§ **Task brief**
Lay out as a numbered list the lines starting at the beginning of the entries and ending at the line that contains "box: [3, 281, 26, 300]", leaving out blank lines.

[Collected data]

• • • • • • •

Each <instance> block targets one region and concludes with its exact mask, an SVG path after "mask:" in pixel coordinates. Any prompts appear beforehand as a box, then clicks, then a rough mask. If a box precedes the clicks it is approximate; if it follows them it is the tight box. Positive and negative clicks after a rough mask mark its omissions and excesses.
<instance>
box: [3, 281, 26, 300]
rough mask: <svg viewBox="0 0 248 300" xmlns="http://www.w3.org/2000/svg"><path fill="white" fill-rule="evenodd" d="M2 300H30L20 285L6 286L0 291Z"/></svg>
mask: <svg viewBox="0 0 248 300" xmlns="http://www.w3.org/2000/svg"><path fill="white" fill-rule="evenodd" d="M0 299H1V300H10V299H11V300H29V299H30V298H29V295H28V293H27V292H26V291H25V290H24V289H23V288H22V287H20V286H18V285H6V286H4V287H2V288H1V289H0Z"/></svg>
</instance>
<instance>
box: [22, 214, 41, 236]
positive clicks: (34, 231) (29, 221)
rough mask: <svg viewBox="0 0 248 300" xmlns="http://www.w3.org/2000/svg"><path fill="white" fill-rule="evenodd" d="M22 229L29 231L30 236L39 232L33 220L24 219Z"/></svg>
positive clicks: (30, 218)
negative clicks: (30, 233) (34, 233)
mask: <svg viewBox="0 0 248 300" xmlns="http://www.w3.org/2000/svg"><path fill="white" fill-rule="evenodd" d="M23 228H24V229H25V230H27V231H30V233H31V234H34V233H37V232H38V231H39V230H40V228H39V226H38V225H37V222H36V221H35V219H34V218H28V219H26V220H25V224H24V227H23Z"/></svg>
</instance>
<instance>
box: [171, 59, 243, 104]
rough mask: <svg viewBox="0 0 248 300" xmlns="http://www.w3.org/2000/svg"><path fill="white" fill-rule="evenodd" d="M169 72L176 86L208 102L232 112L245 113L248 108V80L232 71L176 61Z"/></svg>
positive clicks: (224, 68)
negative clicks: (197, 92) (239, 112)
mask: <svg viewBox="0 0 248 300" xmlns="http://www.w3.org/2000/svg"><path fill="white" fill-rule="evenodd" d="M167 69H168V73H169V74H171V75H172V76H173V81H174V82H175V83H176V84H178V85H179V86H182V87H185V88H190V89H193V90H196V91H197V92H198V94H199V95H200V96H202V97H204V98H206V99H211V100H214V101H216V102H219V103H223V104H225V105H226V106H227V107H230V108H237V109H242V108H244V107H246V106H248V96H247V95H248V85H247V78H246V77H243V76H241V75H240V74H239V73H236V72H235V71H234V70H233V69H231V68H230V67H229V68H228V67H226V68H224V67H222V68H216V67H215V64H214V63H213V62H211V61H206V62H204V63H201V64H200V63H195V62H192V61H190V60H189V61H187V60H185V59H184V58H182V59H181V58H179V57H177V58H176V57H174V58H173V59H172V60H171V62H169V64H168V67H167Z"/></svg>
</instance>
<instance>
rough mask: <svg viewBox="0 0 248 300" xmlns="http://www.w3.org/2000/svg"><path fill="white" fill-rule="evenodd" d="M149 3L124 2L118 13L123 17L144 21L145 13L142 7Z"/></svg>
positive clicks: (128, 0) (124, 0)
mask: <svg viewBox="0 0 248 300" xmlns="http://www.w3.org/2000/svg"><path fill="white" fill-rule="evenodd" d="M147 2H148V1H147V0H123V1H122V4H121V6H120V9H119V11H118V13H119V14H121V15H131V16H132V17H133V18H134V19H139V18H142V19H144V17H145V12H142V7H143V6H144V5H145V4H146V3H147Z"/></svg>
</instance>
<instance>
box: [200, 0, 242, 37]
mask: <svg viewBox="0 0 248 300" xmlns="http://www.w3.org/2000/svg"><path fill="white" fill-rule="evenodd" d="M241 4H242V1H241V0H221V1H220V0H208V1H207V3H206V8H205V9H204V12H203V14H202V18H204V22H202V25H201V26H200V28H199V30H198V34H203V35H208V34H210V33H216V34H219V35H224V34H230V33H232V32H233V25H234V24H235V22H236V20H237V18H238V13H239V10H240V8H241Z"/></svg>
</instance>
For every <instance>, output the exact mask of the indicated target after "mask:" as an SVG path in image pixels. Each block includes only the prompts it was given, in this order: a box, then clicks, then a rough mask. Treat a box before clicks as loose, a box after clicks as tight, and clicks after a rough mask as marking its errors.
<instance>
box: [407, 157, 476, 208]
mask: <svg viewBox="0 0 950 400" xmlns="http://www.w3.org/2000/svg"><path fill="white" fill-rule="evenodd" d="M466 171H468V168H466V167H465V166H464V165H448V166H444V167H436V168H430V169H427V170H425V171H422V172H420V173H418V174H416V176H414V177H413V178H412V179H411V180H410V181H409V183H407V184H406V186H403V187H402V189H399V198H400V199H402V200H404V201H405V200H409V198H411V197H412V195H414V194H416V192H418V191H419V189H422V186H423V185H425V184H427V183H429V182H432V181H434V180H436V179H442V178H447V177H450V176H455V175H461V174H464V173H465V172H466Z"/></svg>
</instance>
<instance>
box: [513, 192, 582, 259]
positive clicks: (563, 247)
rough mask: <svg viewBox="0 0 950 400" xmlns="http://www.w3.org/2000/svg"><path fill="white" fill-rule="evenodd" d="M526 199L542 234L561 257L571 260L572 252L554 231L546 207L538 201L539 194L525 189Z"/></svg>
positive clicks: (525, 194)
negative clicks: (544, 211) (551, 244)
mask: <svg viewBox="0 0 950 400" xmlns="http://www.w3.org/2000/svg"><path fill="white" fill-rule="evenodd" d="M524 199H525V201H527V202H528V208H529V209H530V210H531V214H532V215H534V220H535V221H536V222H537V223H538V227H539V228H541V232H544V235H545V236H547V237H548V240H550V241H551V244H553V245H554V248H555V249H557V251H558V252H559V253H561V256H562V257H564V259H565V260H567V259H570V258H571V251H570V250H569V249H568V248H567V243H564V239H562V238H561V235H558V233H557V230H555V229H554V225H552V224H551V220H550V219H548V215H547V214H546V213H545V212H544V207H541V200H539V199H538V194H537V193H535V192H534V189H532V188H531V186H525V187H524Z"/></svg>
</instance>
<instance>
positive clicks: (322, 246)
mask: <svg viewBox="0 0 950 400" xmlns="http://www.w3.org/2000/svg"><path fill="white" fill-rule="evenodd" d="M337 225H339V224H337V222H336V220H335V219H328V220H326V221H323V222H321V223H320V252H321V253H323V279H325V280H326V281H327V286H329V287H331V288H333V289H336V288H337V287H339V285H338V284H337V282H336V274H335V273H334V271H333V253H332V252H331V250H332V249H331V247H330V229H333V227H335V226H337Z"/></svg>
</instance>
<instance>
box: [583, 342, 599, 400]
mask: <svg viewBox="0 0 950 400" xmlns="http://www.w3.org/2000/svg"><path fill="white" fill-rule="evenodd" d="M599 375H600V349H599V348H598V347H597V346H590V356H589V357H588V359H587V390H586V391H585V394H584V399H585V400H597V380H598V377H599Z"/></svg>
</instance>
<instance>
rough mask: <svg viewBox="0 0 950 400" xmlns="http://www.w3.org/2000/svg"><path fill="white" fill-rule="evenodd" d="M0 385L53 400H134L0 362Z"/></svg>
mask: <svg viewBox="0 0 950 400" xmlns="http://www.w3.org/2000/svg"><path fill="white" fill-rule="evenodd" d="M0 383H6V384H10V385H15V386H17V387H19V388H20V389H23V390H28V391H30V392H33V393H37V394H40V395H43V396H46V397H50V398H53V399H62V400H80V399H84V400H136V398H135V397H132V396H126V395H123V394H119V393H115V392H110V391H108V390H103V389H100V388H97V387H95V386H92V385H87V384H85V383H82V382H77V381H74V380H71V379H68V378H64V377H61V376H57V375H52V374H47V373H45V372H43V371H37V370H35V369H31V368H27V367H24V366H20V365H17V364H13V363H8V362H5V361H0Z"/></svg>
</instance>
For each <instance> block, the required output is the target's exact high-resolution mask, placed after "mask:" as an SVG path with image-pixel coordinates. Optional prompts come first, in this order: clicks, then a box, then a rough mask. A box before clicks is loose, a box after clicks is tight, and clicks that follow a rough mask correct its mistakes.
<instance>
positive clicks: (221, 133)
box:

• • • • • • •

§ **Your response**
1. Each <instance> block targets one region and concludes with its exact mask, an SVG path after "mask:" in pixel coordinates. Any prompts appear beforehand as a box, then clicks, then a rough mask. If a box precedes the clicks it is approximate; if it follows them it is the tight box. Positive and negative clicks after a rough mask mark its omissions and excesses.
2. <instance>
3. box: [3, 281, 26, 300]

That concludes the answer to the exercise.